(Exercise description):
Each record below is to be reproduced without any change.

========

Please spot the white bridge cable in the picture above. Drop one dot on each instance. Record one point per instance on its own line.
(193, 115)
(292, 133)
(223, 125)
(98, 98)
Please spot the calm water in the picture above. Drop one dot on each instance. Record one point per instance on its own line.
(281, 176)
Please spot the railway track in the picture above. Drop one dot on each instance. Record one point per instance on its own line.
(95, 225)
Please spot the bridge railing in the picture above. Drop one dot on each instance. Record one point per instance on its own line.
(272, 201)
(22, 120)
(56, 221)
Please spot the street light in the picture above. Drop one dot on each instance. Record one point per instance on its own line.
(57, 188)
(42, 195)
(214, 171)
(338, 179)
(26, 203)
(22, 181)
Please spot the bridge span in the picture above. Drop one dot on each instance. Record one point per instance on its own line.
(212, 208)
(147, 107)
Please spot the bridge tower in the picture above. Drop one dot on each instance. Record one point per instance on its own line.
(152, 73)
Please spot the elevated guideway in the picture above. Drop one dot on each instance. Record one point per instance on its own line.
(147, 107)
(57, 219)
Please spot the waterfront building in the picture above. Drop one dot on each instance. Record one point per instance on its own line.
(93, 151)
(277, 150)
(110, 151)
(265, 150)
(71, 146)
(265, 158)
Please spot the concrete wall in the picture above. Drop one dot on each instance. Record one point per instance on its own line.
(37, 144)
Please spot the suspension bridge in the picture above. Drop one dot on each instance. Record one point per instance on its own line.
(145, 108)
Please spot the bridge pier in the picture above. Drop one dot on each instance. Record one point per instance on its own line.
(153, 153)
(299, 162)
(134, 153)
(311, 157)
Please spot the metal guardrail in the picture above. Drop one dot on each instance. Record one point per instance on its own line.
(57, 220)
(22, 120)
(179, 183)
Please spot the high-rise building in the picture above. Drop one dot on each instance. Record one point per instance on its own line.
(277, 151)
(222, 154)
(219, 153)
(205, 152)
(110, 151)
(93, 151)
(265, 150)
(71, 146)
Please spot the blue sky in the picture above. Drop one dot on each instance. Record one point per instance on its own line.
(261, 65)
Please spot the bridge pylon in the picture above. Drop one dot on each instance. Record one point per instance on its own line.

========

(The response):
Please spot the white bridge cable in the picture above. Drop one dot on each instance. Record one point per instance on its own line.
(193, 115)
(292, 133)
(223, 125)
(98, 98)
Please spot the calm water in the picture above. Drop one dot on each instance. Record one point per instance on its own line.
(281, 176)
Please spot the railway track in the picture above. Drop one dot on each instance. Record one point per instance on its own line.
(95, 225)
Please spot the bridge railing in the picture above. Drop one dot on each instance. Record one point per instance on its own line.
(272, 201)
(22, 120)
(56, 221)
Please spot the street light in the picture above. Drop one dot on each instance. Record one point per instance on its own line.
(57, 188)
(42, 195)
(214, 171)
(338, 179)
(26, 203)
(22, 181)
Please spot the bridge span in the picture above. Drop one dot on each instance. Record one point per instance on its own line.
(212, 208)
(147, 107)
Please spot the bridge tower in the picture above. Drop one dot on each instance. Record one point per instance on its own line.
(152, 73)
Please spot the elevated guideway in the picture above. Drop one dot on each instance. Record one point per instance on its own line.
(147, 107)
(57, 219)
Please spot the waterfront building in the picture above. Drop one dot on each instance. Record one point per instance on its own line.
(93, 151)
(277, 150)
(110, 151)
(265, 150)
(71, 146)
(265, 158)
Please spot the concrete wall in the picture above. Drop one dot on each instance. Record one point per instance on its own line.
(37, 144)
Please spot the suspension bridge in the picture above. Drop one dot on each instance. Record one point per instance on its own line.
(145, 108)
Please spot the bridge pier in the picture above. Drop one dot on each instance. Record one point per instance on its own line.
(153, 153)
(299, 162)
(134, 153)
(311, 157)
Please spot the metal guardrail in the picture above. Drop one dot on each instance. Record one point per instance on its own line.
(57, 220)
(22, 120)
(179, 183)
Please spot the high-rise building in the picture above. Drop one dot on each instance. Record one point per instance on its own line.
(277, 151)
(222, 154)
(219, 153)
(205, 152)
(110, 151)
(93, 151)
(265, 150)
(71, 146)
Please spot the blue sky in the picture above. Drop one dot on each instance. Record one point per instance on its own line.
(261, 65)
Please spot the bridge pylon in the picture above. Drop one dot on each instance. Record one point per instance on its own line.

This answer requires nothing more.